● EXERCISE DESCRIPTION: All of the records below should be retyped exactly, with no pictures included.

Data entries
___
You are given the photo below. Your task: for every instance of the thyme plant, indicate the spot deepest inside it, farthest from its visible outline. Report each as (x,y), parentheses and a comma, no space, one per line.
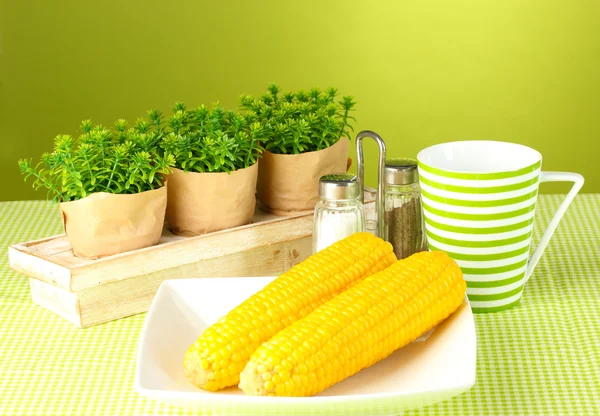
(299,122)
(123,161)
(211,139)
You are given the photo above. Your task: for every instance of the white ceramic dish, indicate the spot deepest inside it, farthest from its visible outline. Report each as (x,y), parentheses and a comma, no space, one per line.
(420,374)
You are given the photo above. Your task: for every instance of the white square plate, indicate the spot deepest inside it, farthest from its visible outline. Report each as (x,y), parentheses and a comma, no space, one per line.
(420,374)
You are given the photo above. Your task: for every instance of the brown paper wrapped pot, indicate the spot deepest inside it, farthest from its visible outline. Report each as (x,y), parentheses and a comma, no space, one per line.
(289,184)
(201,203)
(103,224)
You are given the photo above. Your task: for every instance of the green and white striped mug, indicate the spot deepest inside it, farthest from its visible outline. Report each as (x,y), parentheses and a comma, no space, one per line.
(479,201)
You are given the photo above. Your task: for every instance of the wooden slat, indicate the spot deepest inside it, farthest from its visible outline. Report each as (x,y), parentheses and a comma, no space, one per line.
(132,296)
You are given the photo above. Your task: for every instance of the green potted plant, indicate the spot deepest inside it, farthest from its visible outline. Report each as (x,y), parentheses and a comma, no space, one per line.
(213,184)
(305,136)
(110,186)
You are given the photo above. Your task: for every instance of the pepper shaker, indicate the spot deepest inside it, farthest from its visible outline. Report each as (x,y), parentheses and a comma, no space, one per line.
(339,213)
(404,226)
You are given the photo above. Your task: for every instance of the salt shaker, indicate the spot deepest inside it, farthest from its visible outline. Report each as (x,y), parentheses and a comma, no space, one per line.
(403,225)
(339,213)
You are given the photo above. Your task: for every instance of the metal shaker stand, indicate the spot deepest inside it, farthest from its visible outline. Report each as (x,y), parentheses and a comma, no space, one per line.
(361,175)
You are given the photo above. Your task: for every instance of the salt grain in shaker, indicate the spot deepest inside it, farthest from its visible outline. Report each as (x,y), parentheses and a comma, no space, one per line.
(339,213)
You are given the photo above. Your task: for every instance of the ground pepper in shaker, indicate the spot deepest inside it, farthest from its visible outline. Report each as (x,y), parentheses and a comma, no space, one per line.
(339,213)
(403,226)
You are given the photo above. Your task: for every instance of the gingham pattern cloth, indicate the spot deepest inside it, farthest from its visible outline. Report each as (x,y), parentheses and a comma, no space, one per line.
(540,358)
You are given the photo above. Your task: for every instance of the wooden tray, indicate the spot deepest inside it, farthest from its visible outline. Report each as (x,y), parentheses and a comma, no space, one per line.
(91,292)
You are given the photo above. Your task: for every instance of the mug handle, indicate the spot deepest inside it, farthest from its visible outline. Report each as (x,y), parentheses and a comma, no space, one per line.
(577,180)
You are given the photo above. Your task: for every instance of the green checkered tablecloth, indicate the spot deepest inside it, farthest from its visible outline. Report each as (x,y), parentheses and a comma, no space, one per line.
(542,357)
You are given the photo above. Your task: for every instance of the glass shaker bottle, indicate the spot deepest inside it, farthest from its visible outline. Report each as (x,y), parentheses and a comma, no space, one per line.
(403,225)
(339,213)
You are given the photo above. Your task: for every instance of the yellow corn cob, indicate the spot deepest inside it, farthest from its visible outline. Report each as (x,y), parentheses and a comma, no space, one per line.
(216,359)
(357,328)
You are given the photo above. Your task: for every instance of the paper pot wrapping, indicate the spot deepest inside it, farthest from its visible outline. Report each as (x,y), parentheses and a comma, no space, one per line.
(103,224)
(289,184)
(200,203)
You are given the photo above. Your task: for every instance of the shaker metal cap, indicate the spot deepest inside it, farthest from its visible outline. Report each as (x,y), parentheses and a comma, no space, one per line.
(402,171)
(338,187)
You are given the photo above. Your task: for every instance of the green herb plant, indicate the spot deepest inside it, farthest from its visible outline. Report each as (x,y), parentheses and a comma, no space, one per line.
(299,122)
(120,161)
(211,139)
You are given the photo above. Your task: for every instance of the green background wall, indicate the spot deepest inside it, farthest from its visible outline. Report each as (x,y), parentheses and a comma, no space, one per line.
(423,72)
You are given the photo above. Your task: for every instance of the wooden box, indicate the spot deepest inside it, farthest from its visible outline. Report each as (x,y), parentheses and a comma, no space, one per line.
(91,292)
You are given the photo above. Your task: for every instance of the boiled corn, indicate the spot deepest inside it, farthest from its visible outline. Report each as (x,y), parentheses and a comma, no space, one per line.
(216,359)
(357,328)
___
● REPLY:
You are given the photo below. Your task: for every instance of the thyme plant, indicate the spot deepest inside it, farthest from its visible outline. Report each as (x,y), parentheses and a comma, no space, one per line.
(299,122)
(123,161)
(211,139)
You are given the photo above. Your task: for every instance of the white ceramic dish, indicate the spot deepest inside it, farthest from its visible outline. Report each as (x,y), parentheses and a comma, no space, one per line.
(420,374)
You are given the photo above. Your task: for every instance of the white square plate, indicate the spot deepest inside it, farthest from its visible outline. Report each as (x,y), parentheses and a comma, no space, one per line.
(420,374)
You are given the photo above. Your task: for every instance of the brown paper wrapped pot, indicate the spot deepest inside it, farthest from its visible outline. Report each as (x,y), parentheses and a comma, no space, one per line.
(289,184)
(201,203)
(103,224)
You are given the photo above. Your task: for every instance of the green and white striped mug, indicate the spot deepest inside it, farthest from its visible outline. Report each as (x,y), parentheses and a comma, no space, one per line.
(479,201)
You are given the photo above. Your task: for every instance of the wooden slat, indicate the spot deepest inside it, farthest from its visible outline. Report each as (x,y), parentheses and a comma, no space, one per line.
(132,296)
You are given the photo above. Your task: for every instance of the green potted plant, indicate the spot deepest inside it, farthest from its visible outline. Report each as (x,y), parentheses and a comma, no space, one per line.
(213,184)
(305,136)
(110,186)
You are given the photo above. Your task: for every instance of the pepper shaker, indicate the spot deepest inside it, farthest from its visible outline. Report each as (x,y), parentheses and a comma, no space, one per line.
(339,213)
(404,226)
You are given the photo above. Your task: for every instance of the salt shaker, indicate the spot deepest inside it, farthest from its visible outline. Report each as (x,y), parentheses and a comma, no space, one per line.
(403,225)
(339,213)
You are given the photo above. Your task: for every instance of the metal shaker stand, indicate the spot deepest inside it, farthest from its visible outline. Report each as (x,y), parentheses and a comma, no space, one per line.
(361,175)
You are given the photo above. Your task: for every instance of the salt grain in shaker, indicate the spot deepest inside it, farthest from its visible outline. Report each as (x,y), parentheses and a comma, no space, one per line.
(339,213)
You are given the photo above. Your task: for every instance of the ground pepper in shaker, indicate the spot deepest inside it, farthest from its visible outline. Report each as (x,y), parentheses and a comma, no space, one per line.
(339,213)
(403,226)
You are given the photo above. Your task: for every instance of the gingham pattern cloth, indicate the spot deepest inside it, farthest from its visible outline. Report each as (x,y), parentheses and a comma, no space, one per line.
(540,358)
You are given the photo above. Your task: for every instance of the wooden tray, indicate the spot deepest inside it, farthest from its visible outline. Report each as (x,y), parentheses and a comma, no space, one per line.
(91,292)
You are given the photo above. Your task: for every instance of the mug handle, indicate the spot deepest inside it, farthest from its visible outline. Report each as (x,y), parentheses and a comma, no space, one per line.
(577,180)
You are given the photo above. Your task: for every instance of the green checkered tablecloth, indicate the spot deepest inside it, farthest from its visible outline. Report each as (x,y), parentheses and a comma, no space, one per line.
(542,357)
You are given the photo above. Your task: for every instance of the glass shaker bottle, indicate the spot deepest inside it, farthest from its visible outline. Report each as (x,y), parentheses and a comma, no space, one per line.
(403,225)
(339,213)
You are given the photo above. Your task: for every instance of the yellow corn cob, indicate the spot deepest inside it, farthest from its visible outline. Report each as (x,y), parentheses and a comma, no space, one per line.
(216,359)
(357,328)
You are given the photo above. Your task: for every instance of the paper pot wrapping, indicate the spot deepest inside it, farthest from its visible outline. Report each as (x,y), parentheses and a comma, no space, one per line.
(103,224)
(289,184)
(200,203)
You are given the photo above. Your task: for every instance of the shaker metal cap, indicate the spot deepest inside it, farthest from its visible outline. Report each as (x,y), parentheses and a comma, no space, one per line.
(402,171)
(338,187)
You are given the photo above. Your task: for every instance of the green herb plant, indicate the spot deepest inside it, farthest from its visible outline. Report each as (x,y), parentheses and a comma, no space, one per line.
(299,122)
(120,161)
(211,139)
You are given the photo above. Your task: for every instance of the green background wall, indicate the spot deepest inside it, farthest from its visible outline. Report each as (x,y), parentheses and a comma, no space, one per line.
(423,72)
You are given the photo above. Your task: for every instance of the wooden box, indicate the spot deepest inside it, farthest from its visible outline. Report each as (x,y), parentheses and a comma, no space, one per line.
(91,292)
You are given the photo above. Your task: for every instance of the boiled corn, indicate the spot deepest inside it, farthest from its visible outline. Report each as (x,y), parentheses and a comma, no space, one per line.
(216,359)
(357,328)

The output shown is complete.